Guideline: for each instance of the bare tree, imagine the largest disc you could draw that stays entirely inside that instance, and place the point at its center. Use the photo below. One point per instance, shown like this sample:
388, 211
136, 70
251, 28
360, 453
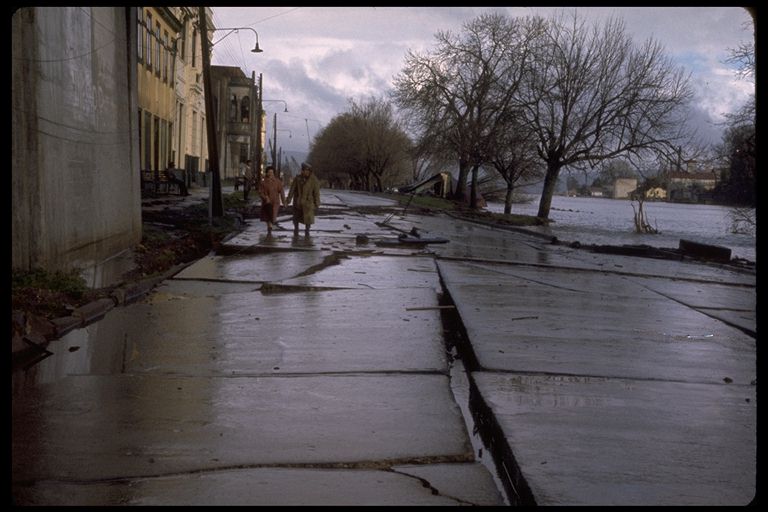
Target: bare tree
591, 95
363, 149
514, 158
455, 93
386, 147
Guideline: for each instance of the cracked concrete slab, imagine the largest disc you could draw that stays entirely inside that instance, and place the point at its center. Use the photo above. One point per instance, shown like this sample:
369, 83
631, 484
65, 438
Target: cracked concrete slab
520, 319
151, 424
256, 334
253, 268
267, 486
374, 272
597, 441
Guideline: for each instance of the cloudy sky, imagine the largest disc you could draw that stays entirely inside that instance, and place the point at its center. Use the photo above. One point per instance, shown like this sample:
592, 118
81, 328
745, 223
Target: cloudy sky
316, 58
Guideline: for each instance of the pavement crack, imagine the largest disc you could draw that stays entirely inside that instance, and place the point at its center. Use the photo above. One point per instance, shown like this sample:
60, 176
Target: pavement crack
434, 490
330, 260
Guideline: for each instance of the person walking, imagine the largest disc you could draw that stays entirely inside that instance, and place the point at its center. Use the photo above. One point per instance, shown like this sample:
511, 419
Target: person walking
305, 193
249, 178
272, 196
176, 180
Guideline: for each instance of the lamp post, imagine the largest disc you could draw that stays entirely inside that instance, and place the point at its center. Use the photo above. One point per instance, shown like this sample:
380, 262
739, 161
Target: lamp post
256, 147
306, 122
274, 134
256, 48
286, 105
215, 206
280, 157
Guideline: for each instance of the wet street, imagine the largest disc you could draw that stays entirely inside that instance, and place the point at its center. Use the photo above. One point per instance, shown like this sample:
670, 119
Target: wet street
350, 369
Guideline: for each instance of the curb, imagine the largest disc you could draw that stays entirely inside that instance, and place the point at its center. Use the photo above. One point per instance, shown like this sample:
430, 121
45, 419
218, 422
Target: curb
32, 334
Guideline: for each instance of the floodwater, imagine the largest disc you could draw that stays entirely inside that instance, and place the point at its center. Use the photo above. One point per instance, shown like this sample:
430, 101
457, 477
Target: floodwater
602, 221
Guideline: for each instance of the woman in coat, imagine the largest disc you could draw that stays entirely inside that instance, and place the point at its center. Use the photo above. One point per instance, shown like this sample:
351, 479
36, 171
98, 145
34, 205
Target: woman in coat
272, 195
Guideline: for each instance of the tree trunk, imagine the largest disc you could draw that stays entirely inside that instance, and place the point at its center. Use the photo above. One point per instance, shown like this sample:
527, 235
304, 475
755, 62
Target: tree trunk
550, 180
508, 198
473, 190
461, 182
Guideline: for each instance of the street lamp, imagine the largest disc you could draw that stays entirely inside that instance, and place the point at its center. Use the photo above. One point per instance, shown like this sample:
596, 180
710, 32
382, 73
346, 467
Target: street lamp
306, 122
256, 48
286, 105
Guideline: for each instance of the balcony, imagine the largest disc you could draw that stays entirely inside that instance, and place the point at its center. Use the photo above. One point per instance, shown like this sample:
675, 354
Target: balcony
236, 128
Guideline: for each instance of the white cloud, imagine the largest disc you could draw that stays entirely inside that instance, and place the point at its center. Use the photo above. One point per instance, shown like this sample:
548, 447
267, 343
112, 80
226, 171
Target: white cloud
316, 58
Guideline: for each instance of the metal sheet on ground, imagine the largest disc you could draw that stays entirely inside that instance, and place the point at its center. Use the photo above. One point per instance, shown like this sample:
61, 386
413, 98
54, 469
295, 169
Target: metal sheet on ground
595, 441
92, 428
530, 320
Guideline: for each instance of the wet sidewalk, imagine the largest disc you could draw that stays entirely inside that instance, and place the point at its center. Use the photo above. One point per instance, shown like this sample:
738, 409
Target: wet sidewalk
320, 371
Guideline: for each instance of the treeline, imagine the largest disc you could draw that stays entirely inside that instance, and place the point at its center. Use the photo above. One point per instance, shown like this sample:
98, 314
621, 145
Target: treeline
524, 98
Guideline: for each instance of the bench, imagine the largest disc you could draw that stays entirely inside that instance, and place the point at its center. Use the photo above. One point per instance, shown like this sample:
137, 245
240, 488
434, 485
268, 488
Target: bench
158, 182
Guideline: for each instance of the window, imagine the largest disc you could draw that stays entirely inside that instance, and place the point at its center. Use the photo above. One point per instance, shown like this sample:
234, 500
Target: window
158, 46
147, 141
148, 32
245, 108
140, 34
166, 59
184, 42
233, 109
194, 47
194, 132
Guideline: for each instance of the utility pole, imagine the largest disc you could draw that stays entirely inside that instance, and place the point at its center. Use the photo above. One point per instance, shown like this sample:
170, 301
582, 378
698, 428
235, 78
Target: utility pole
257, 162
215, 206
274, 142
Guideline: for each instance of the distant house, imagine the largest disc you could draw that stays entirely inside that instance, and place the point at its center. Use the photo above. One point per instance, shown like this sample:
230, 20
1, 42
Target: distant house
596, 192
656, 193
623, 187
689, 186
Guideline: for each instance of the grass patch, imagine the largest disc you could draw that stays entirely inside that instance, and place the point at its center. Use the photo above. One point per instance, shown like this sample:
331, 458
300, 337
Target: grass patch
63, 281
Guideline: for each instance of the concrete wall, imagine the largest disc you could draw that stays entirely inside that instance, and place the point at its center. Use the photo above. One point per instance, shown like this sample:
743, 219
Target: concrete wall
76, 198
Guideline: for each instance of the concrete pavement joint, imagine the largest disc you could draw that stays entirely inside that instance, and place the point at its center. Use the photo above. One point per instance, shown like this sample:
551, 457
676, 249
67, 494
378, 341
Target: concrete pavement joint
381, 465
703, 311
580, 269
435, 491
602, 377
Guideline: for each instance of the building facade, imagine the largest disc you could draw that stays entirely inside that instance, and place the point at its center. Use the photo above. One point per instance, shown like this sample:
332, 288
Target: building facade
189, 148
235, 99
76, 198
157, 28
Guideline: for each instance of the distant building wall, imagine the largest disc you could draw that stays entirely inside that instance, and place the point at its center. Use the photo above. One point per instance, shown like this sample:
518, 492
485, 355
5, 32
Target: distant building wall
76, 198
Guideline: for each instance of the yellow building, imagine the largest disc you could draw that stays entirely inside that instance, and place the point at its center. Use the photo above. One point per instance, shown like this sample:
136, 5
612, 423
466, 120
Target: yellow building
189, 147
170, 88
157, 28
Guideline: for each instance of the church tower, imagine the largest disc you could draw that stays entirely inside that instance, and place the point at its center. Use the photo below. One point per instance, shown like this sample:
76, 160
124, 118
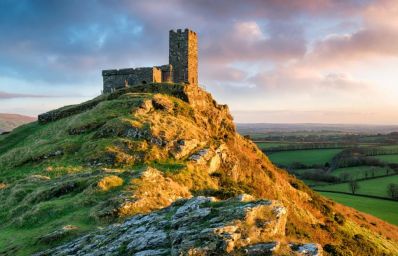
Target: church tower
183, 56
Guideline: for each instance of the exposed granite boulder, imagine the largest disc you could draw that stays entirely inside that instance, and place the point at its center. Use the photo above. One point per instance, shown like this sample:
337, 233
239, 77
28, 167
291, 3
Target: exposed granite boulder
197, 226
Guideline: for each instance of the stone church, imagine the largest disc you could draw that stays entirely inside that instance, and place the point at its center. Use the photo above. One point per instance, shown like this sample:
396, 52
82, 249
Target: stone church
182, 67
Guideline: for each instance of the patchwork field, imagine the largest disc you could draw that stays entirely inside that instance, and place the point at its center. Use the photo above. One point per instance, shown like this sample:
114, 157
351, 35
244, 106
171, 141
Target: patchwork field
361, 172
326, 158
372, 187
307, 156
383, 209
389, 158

######

→ WORK REQUIRED
Copy the entries exactly. Leave out the images.

→ WORKED SOLUTION
Guideline: for each instance of the bare tree, imagine the largest disc you could draw that stays entirely inside that instance, and place the point at its center. Use the photo below. One point per instance, shown like this sample:
388, 211
136, 70
251, 28
360, 453
Target: bare tree
591, 95
363, 149
514, 158
455, 93
386, 147
Guideline: for each instance of the cracked concrete slab, imagine the largest disc you could draw that stays entirely inside that instance, and place the point at its center. Use the photo above. One point per instance, shown like this sample:
369, 83
631, 484
65, 438
Target: cracked concrete slab
520, 319
151, 424
256, 334
253, 268
267, 486
374, 272
597, 441
Guideline: for each instance of the cloudy sky, imagine the largest disc you could draw that stays entirely inside that instance, and place the point at its center. Use the photo above. One point per instance, shown like this sample:
592, 118
81, 328
745, 223
Target: cloudy sky
316, 58
Guideline: for each instance of the pavement crack, imagine the largest disc you could draw that stays entirely inside that instance, and place the point at its center. Use the photo above. One point per instance, shown like this sample:
60, 176
Target: pavement crack
434, 490
330, 260
Guideline: for each instance of the person walking, imagine the largest disc you could draw that stays entirely inside that instance, and place the point at its center. Use the photo above. One point per instance, shown like this sample:
511, 419
Target: person walking
305, 193
249, 178
272, 196
176, 180
Guideline: for each instance of the lamp post, imagine the largest disc you could draw that stays entirely inside that instance, and place the point at its center. Use the photo above. One point per instance, shown like this sample:
380, 262
739, 161
Target: lamp post
256, 147
306, 122
274, 134
256, 48
286, 105
215, 206
280, 157
Guideline: for each instance of the wet street, imagine the largest disc you could draw that stays entirely inside that instance, and place the point at its center. Use the photo above. One point per instance, shown like this sample:
670, 119
Target: wet street
350, 369
Guideline: for each instance of the curb, imagine the largest disc you could draw that stays entirely inside that instance, and place the point at its center. Use the photo above. One point per instance, shown like this sample:
430, 121
45, 419
218, 422
Target: curb
32, 334
Guideline: for each instance of the floodwater, imagine the largest disc you could draw that stays entirely inside that instance, and place the point at its center. Use the photo above. One point per instance, shown like this sample:
430, 101
457, 477
Target: floodwater
602, 221
Guideline: for each instance of the woman in coat, imagine the largest disc you could draw that stays entirely inside that instance, and place the point at its center. Use the photo above. One point per instance, shown like this sample:
351, 479
36, 171
98, 145
34, 205
Target: woman in coat
272, 195
Guideline: for each instance of the tree trunk, imagine the largest disc you could draw that stays entirely inside that instance, and place the point at its center. Use the photo above. One point per instance, shown like this sample:
527, 235
304, 475
755, 62
Target: tree trunk
550, 180
508, 198
473, 190
461, 182
Guideline: for each instance of the street lamp, imagine the largest disc you could draw that stays entirely inside that instance, and place the point at its center. Use the photo above. One point per instance, shown like this sample:
596, 180
710, 32
382, 73
346, 467
Target: street lamp
306, 122
256, 48
286, 105
Guideline: for each instance of the balcony, imagine the largest disc you could draw that stays entirely inside that instance, and place the point at its center. Use the photo above. One point per instance, shown like this sample:
675, 354
Target: balcony
236, 128
Guideline: for each instance of the white cloud, imagine the largest disc you could draw that stays entirely inside that instance, and place the point at its center. Use the photo above. One point per instance, shown like this sample:
548, 447
267, 343
112, 80
226, 171
Target: white cloud
316, 58
Guideline: for each instance of the metal sheet on ground, imagine the largest disc you could draw that stays entirely inside that instance, and place the point at its center. Use the photo above. One point per instance, shown like this sample:
61, 386
413, 98
54, 469
295, 169
Target: metal sheet on ground
595, 441
92, 428
530, 320
Guideline: for each instance of the wet sidewalk, imagine the largest disc you could draw that stays entirely inside that instance, and place the point at its center. Use the photo above. One point per instance, shown like this sample:
738, 409
Target: wet sidewalk
320, 371
Guideline: for each instance of the treeline, imagine the largest disc you could draw that stays entirely inside that instance, and place the point at its center. Use the photo above. One point per instance, shown like this sample:
98, 314
621, 145
Target: treeline
524, 98
Guideline: for each instance of the bench, imagine the largest disc you could draw that stays entirely inside that instance, and place the point at its center. Use the photo above. One point per instance, shown like this sample:
137, 245
240, 488
434, 485
268, 488
Target: bench
158, 182
Guideline: for each instance of the window, imagine the largest disc you could draw that stays entirely inside that instance, and place the point at its center. Use the photo above. One point per instance, shown like this sample:
234, 500
Target: window
158, 46
147, 141
148, 32
245, 108
140, 34
166, 59
184, 42
233, 109
194, 47
194, 132
Guideline: for each instance of the utility pole, imagine the largest disc you could draw that stays entirely inside that instance, and place the point at its center. Use the photo above. One point per instance, shown like this sample:
170, 301
582, 378
698, 428
235, 78
Target: utility pole
257, 162
215, 206
274, 142
Guideline: for each instance of the distant house, imagine the largest disc you could draw that stays entirely inside that instance, and place the point at its center. Use the photo above. One point per instance, shown like this sample:
230, 20
1, 42
Target: distant house
596, 192
656, 193
623, 187
689, 186
Guideline: for each instance of the grass patch, imagine the largest disc you could draw that stays entirely inside that instance, and place the point at its center. Use the photo above. One point per instance, shown like this sample:
331, 458
300, 337
Target: grass patch
63, 281
Guideline: for each instance of the concrete wall, imagine the largest disc you could draw that stays entirely inside that instance, and place the point at its center. Use the photo above. One point per instance, shown like this sample:
743, 219
Target: concrete wall
76, 198
Guideline: for each instance of the concrete pavement joint, imagine the largest disc you could draw that stays entirely inside that instance, and place the point at its center. Use the photo above. One point per instance, shown like this sample:
551, 457
676, 249
67, 494
378, 341
Target: concrete pavement joint
381, 465
703, 311
580, 269
435, 491
602, 377
Guideline: for each instance of the building facade, imagine the largest disc you could draw that stays entirely inside that instance, and place the point at its center. Use the photo above. One point per instance, shown like this sample:
332, 288
Target: building facade
189, 148
235, 99
76, 198
157, 28
Guideline: for each instance of the distant building wall, imagine the largest disc you could draw that stays entirely inside that instance, and place the point at its center. Use the photo above. One point per instance, shown like this sample:
518, 492
485, 355
5, 32
Target: distant building wall
76, 198
Guideline: for each instance of the yellow building, imagine the largest disc you could draw that stays entirely inside that instance, and place the point at its center. Use the photo above. One point per instance, shown like this sample:
136, 5
612, 423
466, 120
Target: yellow building
189, 147
170, 88
157, 28
Guideline: for each instance of the church tower, imagine the largest disc you could draw that stays entirely inside that instance, and place the point at its center. Use the photo below. One point per instance, shown like this sample:
76, 160
124, 118
Target: church tower
183, 56
Guideline: for each instance of the exposed granite boulder, imagine the largest disc you could draw that stays entirely inside that instance, and place the point at its center. Use the photo above. One point per instance, shown like this sample:
337, 233
239, 77
28, 167
291, 3
Target: exposed granite boulder
197, 226
Guideline: for each instance of the stone church, imagine the largest disc you could draw that stays entirely inside that instance, and place the point at its center. Use the photo above. One point per instance, shown like this sample:
396, 52
82, 249
Target: stone church
182, 67
Guideline: for each instance of the patchwork field, imagine the largest disc you could draw that stays entirely inside that instance, and place the point at its center. Use the photo above. One point per instance, shown like this sample:
114, 157
351, 35
244, 106
171, 141
Target: patchwork field
361, 172
326, 158
372, 187
307, 156
383, 209
389, 158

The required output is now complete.